**Set problem**
Can you rewrite the lines, from the one containing "Q: Where exactly is the tree trunk?" through the last of the lines below, as a numbered list, skipping any blank lines and leaving out the pictures?

**Source records**
----------

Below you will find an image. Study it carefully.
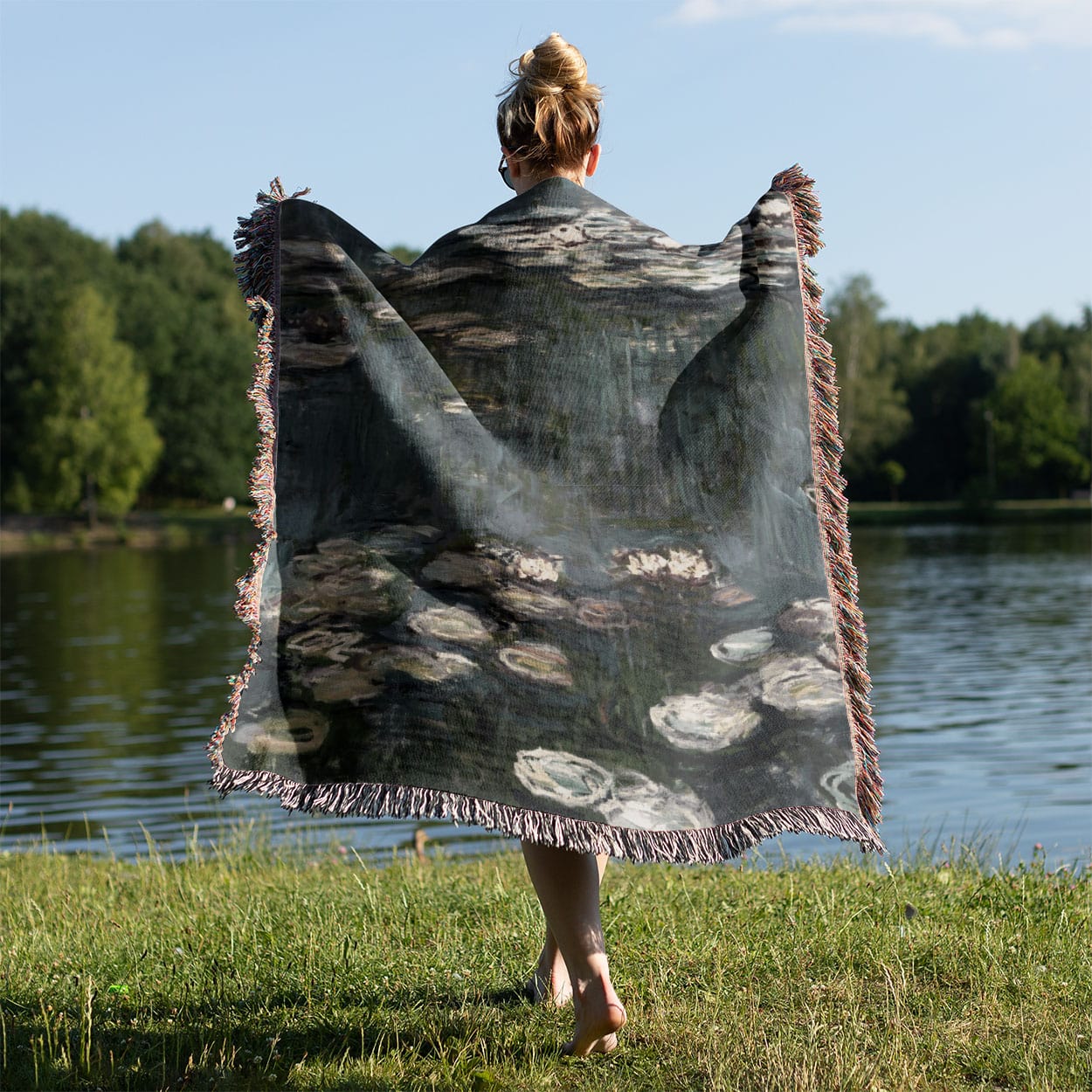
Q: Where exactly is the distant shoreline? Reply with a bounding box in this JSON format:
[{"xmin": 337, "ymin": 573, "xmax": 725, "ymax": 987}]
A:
[{"xmin": 0, "ymin": 501, "xmax": 1092, "ymax": 556}]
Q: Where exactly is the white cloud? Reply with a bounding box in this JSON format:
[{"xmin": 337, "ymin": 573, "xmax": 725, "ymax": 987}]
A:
[{"xmin": 672, "ymin": 0, "xmax": 1092, "ymax": 49}]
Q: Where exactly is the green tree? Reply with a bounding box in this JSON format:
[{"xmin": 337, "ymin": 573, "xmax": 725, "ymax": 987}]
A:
[
  {"xmin": 0, "ymin": 209, "xmax": 117, "ymax": 511},
  {"xmin": 118, "ymin": 223, "xmax": 257, "ymax": 501},
  {"xmin": 891, "ymin": 313, "xmax": 1019, "ymax": 501},
  {"xmin": 825, "ymin": 274, "xmax": 911, "ymax": 494},
  {"xmin": 24, "ymin": 285, "xmax": 162, "ymax": 525},
  {"xmin": 986, "ymin": 353, "xmax": 1089, "ymax": 497}
]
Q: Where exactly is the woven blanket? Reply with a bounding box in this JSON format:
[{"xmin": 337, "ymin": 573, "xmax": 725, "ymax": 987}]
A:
[{"xmin": 210, "ymin": 167, "xmax": 883, "ymax": 861}]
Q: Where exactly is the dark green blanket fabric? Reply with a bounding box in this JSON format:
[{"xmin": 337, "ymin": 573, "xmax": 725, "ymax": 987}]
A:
[{"xmin": 211, "ymin": 169, "xmax": 882, "ymax": 861}]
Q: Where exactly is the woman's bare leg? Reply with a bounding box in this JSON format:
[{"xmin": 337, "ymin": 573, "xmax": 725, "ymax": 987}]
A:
[
  {"xmin": 522, "ymin": 841, "xmax": 625, "ymax": 1055},
  {"xmin": 523, "ymin": 853, "xmax": 611, "ymax": 1007}
]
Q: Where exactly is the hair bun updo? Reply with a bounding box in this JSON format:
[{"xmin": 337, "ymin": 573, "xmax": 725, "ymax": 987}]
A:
[{"xmin": 497, "ymin": 31, "xmax": 603, "ymax": 171}]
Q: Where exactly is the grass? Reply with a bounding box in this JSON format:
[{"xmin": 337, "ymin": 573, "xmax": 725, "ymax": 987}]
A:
[{"xmin": 0, "ymin": 846, "xmax": 1092, "ymax": 1092}]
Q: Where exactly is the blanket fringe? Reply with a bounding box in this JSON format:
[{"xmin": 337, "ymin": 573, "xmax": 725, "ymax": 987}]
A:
[
  {"xmin": 213, "ymin": 765, "xmax": 883, "ymax": 865},
  {"xmin": 208, "ymin": 178, "xmax": 311, "ymax": 772},
  {"xmin": 771, "ymin": 164, "xmax": 883, "ymax": 824}
]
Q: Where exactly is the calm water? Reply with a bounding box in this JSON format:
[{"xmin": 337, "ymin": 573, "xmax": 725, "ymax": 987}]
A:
[{"xmin": 0, "ymin": 524, "xmax": 1092, "ymax": 863}]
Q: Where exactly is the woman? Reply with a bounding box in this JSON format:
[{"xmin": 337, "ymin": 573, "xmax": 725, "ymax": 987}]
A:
[
  {"xmin": 497, "ymin": 33, "xmax": 625, "ymax": 1055},
  {"xmin": 210, "ymin": 25, "xmax": 882, "ymax": 1055}
]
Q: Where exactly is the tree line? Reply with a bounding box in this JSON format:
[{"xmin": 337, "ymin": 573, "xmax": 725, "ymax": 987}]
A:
[{"xmin": 0, "ymin": 209, "xmax": 1092, "ymax": 521}]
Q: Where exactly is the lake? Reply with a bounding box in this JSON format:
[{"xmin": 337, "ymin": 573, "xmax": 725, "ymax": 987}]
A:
[{"xmin": 0, "ymin": 523, "xmax": 1092, "ymax": 865}]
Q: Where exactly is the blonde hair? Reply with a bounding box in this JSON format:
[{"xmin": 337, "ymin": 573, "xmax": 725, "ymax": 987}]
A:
[{"xmin": 497, "ymin": 31, "xmax": 603, "ymax": 171}]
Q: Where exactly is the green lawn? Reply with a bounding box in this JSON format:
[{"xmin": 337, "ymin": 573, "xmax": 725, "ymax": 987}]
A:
[{"xmin": 0, "ymin": 830, "xmax": 1092, "ymax": 1092}]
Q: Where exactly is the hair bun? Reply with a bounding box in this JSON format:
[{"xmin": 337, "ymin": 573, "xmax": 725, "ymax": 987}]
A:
[
  {"xmin": 497, "ymin": 31, "xmax": 603, "ymax": 169},
  {"xmin": 512, "ymin": 31, "xmax": 588, "ymax": 95}
]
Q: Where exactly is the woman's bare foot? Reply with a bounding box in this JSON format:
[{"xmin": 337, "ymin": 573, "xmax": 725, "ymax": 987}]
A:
[
  {"xmin": 562, "ymin": 978, "xmax": 625, "ymax": 1058},
  {"xmin": 523, "ymin": 950, "xmax": 572, "ymax": 1008}
]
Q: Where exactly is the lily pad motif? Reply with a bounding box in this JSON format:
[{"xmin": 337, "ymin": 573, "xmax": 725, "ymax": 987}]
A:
[
  {"xmin": 514, "ymin": 747, "xmax": 614, "ymax": 807},
  {"xmin": 284, "ymin": 625, "xmax": 363, "ymax": 664},
  {"xmin": 778, "ymin": 598, "xmax": 834, "ymax": 638},
  {"xmin": 360, "ymin": 523, "xmax": 442, "ymax": 555},
  {"xmin": 304, "ymin": 665, "xmax": 384, "ymax": 704},
  {"xmin": 280, "ymin": 538, "xmax": 413, "ymax": 625},
  {"xmin": 577, "ymin": 598, "xmax": 630, "ymax": 629},
  {"xmin": 759, "ymin": 656, "xmax": 846, "ymax": 717},
  {"xmin": 649, "ymin": 680, "xmax": 763, "ymax": 751},
  {"xmin": 597, "ymin": 770, "xmax": 716, "ymax": 830},
  {"xmin": 493, "ymin": 588, "xmax": 572, "ymax": 621},
  {"xmin": 358, "ymin": 645, "xmax": 479, "ymax": 682},
  {"xmin": 708, "ymin": 629, "xmax": 773, "ymax": 664},
  {"xmin": 420, "ymin": 550, "xmax": 503, "ymax": 588},
  {"xmin": 819, "ymin": 759, "xmax": 860, "ymax": 815},
  {"xmin": 501, "ymin": 641, "xmax": 572, "ymax": 686},
  {"xmin": 712, "ymin": 584, "xmax": 755, "ymax": 607},
  {"xmin": 406, "ymin": 607, "xmax": 493, "ymax": 645},
  {"xmin": 235, "ymin": 708, "xmax": 330, "ymax": 755}
]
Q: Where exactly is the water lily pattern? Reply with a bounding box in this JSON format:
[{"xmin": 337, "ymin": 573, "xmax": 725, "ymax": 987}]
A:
[{"xmin": 217, "ymin": 178, "xmax": 874, "ymax": 831}]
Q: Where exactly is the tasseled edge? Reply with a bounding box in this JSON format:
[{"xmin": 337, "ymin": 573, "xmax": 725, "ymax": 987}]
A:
[
  {"xmin": 771, "ymin": 164, "xmax": 883, "ymax": 824},
  {"xmin": 212, "ymin": 764, "xmax": 885, "ymax": 864},
  {"xmin": 235, "ymin": 178, "xmax": 311, "ymax": 322},
  {"xmin": 208, "ymin": 178, "xmax": 310, "ymax": 771}
]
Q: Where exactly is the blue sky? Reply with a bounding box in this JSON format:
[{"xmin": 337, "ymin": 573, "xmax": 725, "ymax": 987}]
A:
[{"xmin": 0, "ymin": 0, "xmax": 1092, "ymax": 323}]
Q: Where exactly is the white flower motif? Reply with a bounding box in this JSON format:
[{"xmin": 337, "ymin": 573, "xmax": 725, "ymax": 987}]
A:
[
  {"xmin": 514, "ymin": 747, "xmax": 614, "ymax": 805},
  {"xmin": 708, "ymin": 629, "xmax": 773, "ymax": 664},
  {"xmin": 759, "ymin": 656, "xmax": 846, "ymax": 717},
  {"xmin": 515, "ymin": 554, "xmax": 558, "ymax": 581},
  {"xmin": 614, "ymin": 549, "xmax": 713, "ymax": 584},
  {"xmin": 649, "ymin": 680, "xmax": 763, "ymax": 751},
  {"xmin": 597, "ymin": 770, "xmax": 716, "ymax": 830}
]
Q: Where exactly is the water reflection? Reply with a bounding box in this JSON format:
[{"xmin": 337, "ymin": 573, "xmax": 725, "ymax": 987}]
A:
[{"xmin": 0, "ymin": 524, "xmax": 1092, "ymax": 860}]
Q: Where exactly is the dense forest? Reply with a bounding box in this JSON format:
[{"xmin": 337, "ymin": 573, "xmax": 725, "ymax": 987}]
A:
[{"xmin": 0, "ymin": 210, "xmax": 1092, "ymax": 520}]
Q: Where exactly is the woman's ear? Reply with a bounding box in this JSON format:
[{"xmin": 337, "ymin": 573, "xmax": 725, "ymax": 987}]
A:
[{"xmin": 501, "ymin": 144, "xmax": 520, "ymax": 178}]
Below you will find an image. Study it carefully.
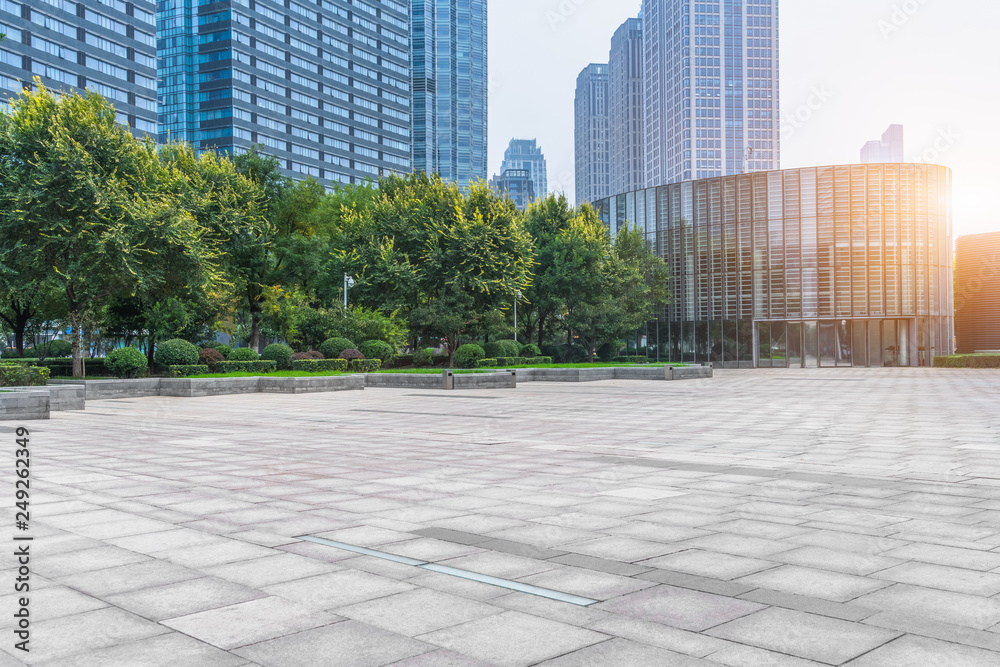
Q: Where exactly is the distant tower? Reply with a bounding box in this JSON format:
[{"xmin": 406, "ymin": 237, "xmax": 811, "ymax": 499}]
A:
[
  {"xmin": 575, "ymin": 63, "xmax": 612, "ymax": 205},
  {"xmin": 500, "ymin": 139, "xmax": 549, "ymax": 199},
  {"xmin": 608, "ymin": 18, "xmax": 646, "ymax": 193},
  {"xmin": 642, "ymin": 0, "xmax": 781, "ymax": 187},
  {"xmin": 861, "ymin": 125, "xmax": 905, "ymax": 164}
]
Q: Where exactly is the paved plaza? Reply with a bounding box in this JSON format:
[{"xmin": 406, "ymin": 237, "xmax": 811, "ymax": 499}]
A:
[{"xmin": 0, "ymin": 368, "xmax": 1000, "ymax": 667}]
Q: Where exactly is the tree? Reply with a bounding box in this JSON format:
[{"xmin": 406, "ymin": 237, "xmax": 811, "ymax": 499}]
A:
[
  {"xmin": 0, "ymin": 85, "xmax": 201, "ymax": 375},
  {"xmin": 556, "ymin": 213, "xmax": 669, "ymax": 361}
]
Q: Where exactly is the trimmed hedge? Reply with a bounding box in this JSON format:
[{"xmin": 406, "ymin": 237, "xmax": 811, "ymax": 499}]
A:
[
  {"xmin": 455, "ymin": 343, "xmax": 486, "ymax": 368},
  {"xmin": 170, "ymin": 364, "xmax": 209, "ymax": 377},
  {"xmin": 105, "ymin": 347, "xmax": 149, "ymax": 380},
  {"xmin": 351, "ymin": 359, "xmax": 382, "ymax": 373},
  {"xmin": 934, "ymin": 354, "xmax": 1000, "ymax": 369},
  {"xmin": 358, "ymin": 340, "xmax": 396, "ymax": 366},
  {"xmin": 225, "ymin": 347, "xmax": 260, "ymax": 361},
  {"xmin": 292, "ymin": 359, "xmax": 348, "ymax": 373},
  {"xmin": 215, "ymin": 360, "xmax": 278, "ymax": 373},
  {"xmin": 319, "ymin": 337, "xmax": 357, "ymax": 359},
  {"xmin": 260, "ymin": 343, "xmax": 295, "ymax": 371},
  {"xmin": 612, "ymin": 355, "xmax": 651, "ymax": 364},
  {"xmin": 413, "ymin": 347, "xmax": 434, "ymax": 368},
  {"xmin": 0, "ymin": 364, "xmax": 49, "ymax": 387},
  {"xmin": 153, "ymin": 338, "xmax": 201, "ymax": 368}
]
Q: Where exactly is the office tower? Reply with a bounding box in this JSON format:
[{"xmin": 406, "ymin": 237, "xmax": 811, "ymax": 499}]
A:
[
  {"xmin": 500, "ymin": 139, "xmax": 549, "ymax": 199},
  {"xmin": 490, "ymin": 169, "xmax": 535, "ymax": 211},
  {"xmin": 158, "ymin": 0, "xmax": 412, "ymax": 184},
  {"xmin": 596, "ymin": 164, "xmax": 956, "ymax": 368},
  {"xmin": 574, "ymin": 63, "xmax": 612, "ymax": 205},
  {"xmin": 412, "ymin": 0, "xmax": 488, "ymax": 187},
  {"xmin": 608, "ymin": 18, "xmax": 646, "ymax": 192},
  {"xmin": 955, "ymin": 232, "xmax": 1000, "ymax": 354},
  {"xmin": 643, "ymin": 0, "xmax": 780, "ymax": 186},
  {"xmin": 861, "ymin": 125, "xmax": 903, "ymax": 164},
  {"xmin": 0, "ymin": 0, "xmax": 156, "ymax": 135}
]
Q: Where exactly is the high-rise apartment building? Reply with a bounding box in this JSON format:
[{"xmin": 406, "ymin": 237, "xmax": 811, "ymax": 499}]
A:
[
  {"xmin": 574, "ymin": 63, "xmax": 612, "ymax": 205},
  {"xmin": 157, "ymin": 0, "xmax": 413, "ymax": 188},
  {"xmin": 642, "ymin": 0, "xmax": 780, "ymax": 186},
  {"xmin": 500, "ymin": 139, "xmax": 549, "ymax": 199},
  {"xmin": 411, "ymin": 0, "xmax": 488, "ymax": 187},
  {"xmin": 861, "ymin": 125, "xmax": 904, "ymax": 164},
  {"xmin": 0, "ymin": 0, "xmax": 157, "ymax": 135},
  {"xmin": 608, "ymin": 18, "xmax": 646, "ymax": 192}
]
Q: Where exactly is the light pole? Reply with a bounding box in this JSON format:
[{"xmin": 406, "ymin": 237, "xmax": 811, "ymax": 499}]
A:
[
  {"xmin": 344, "ymin": 273, "xmax": 354, "ymax": 317},
  {"xmin": 514, "ymin": 290, "xmax": 521, "ymax": 343}
]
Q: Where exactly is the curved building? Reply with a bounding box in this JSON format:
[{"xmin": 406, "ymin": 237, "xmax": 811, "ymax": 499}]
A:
[{"xmin": 595, "ymin": 164, "xmax": 955, "ymax": 368}]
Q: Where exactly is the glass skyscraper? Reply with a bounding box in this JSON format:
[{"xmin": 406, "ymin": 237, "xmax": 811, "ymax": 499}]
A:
[
  {"xmin": 574, "ymin": 63, "xmax": 612, "ymax": 204},
  {"xmin": 157, "ymin": 0, "xmax": 413, "ymax": 184},
  {"xmin": 597, "ymin": 164, "xmax": 955, "ymax": 368},
  {"xmin": 643, "ymin": 0, "xmax": 781, "ymax": 185},
  {"xmin": 0, "ymin": 0, "xmax": 157, "ymax": 135},
  {"xmin": 608, "ymin": 18, "xmax": 646, "ymax": 194},
  {"xmin": 411, "ymin": 0, "xmax": 488, "ymax": 187}
]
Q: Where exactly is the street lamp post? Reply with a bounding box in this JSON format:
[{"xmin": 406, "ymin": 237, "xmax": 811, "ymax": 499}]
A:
[{"xmin": 344, "ymin": 273, "xmax": 354, "ymax": 317}]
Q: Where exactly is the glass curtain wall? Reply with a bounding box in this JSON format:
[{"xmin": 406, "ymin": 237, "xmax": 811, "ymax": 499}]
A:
[{"xmin": 596, "ymin": 164, "xmax": 954, "ymax": 368}]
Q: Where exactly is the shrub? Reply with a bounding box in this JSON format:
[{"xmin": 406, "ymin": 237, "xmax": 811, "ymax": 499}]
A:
[
  {"xmin": 519, "ymin": 343, "xmax": 542, "ymax": 359},
  {"xmin": 153, "ymin": 338, "xmax": 199, "ymax": 368},
  {"xmin": 612, "ymin": 355, "xmax": 649, "ymax": 364},
  {"xmin": 455, "ymin": 343, "xmax": 486, "ymax": 368},
  {"xmin": 292, "ymin": 350, "xmax": 323, "ymax": 361},
  {"xmin": 358, "ymin": 340, "xmax": 396, "ymax": 366},
  {"xmin": 260, "ymin": 344, "xmax": 295, "ymax": 371},
  {"xmin": 351, "ymin": 359, "xmax": 382, "ymax": 373},
  {"xmin": 215, "ymin": 360, "xmax": 278, "ymax": 373},
  {"xmin": 48, "ymin": 339, "xmax": 73, "ymax": 359},
  {"xmin": 106, "ymin": 347, "xmax": 149, "ymax": 380},
  {"xmin": 226, "ymin": 347, "xmax": 260, "ymax": 361},
  {"xmin": 292, "ymin": 359, "xmax": 348, "ymax": 373},
  {"xmin": 198, "ymin": 347, "xmax": 226, "ymax": 371},
  {"xmin": 319, "ymin": 338, "xmax": 358, "ymax": 359},
  {"xmin": 934, "ymin": 354, "xmax": 1000, "ymax": 368},
  {"xmin": 170, "ymin": 364, "xmax": 209, "ymax": 377},
  {"xmin": 0, "ymin": 364, "xmax": 49, "ymax": 387},
  {"xmin": 413, "ymin": 347, "xmax": 434, "ymax": 368}
]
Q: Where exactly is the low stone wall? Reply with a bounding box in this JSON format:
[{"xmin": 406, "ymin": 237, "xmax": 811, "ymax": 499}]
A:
[
  {"xmin": 365, "ymin": 371, "xmax": 521, "ymax": 389},
  {"xmin": 0, "ymin": 387, "xmax": 51, "ymax": 421}
]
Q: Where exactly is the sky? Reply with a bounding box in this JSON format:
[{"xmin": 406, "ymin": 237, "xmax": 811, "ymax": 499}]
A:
[{"xmin": 489, "ymin": 0, "xmax": 1000, "ymax": 237}]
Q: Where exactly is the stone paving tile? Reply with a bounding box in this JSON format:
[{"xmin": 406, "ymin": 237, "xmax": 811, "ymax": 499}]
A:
[
  {"xmin": 596, "ymin": 586, "xmax": 764, "ymax": 632},
  {"xmin": 33, "ymin": 632, "xmax": 250, "ymax": 667},
  {"xmin": 163, "ymin": 597, "xmax": 343, "ymax": 649},
  {"xmin": 107, "ymin": 577, "xmax": 265, "ymax": 621},
  {"xmin": 847, "ymin": 635, "xmax": 997, "ymax": 667},
  {"xmin": 419, "ymin": 611, "xmax": 610, "ymax": 667},
  {"xmin": 337, "ymin": 589, "xmax": 502, "ymax": 637},
  {"xmin": 261, "ymin": 570, "xmax": 413, "ymax": 609},
  {"xmin": 708, "ymin": 607, "xmax": 900, "ymax": 665},
  {"xmin": 233, "ymin": 621, "xmax": 434, "ymax": 667}
]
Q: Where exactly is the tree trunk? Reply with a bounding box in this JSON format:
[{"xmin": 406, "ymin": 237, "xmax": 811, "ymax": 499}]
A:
[{"xmin": 69, "ymin": 309, "xmax": 83, "ymax": 378}]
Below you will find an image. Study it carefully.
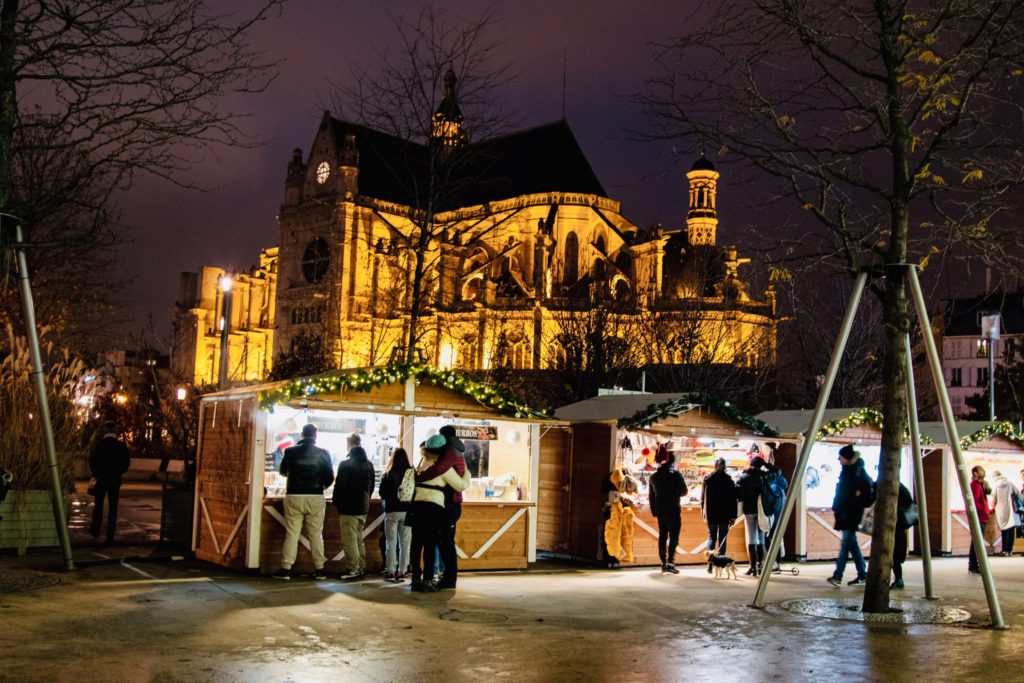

----------

**Solution**
1. Q: Where exactly is the tree trunk? Reply with a bounding box in this JSON format:
2. [{"xmin": 406, "ymin": 237, "xmax": 811, "ymax": 499}]
3. A:
4. [{"xmin": 69, "ymin": 309, "xmax": 83, "ymax": 378}]
5. Below you will find an image. Study it carefully.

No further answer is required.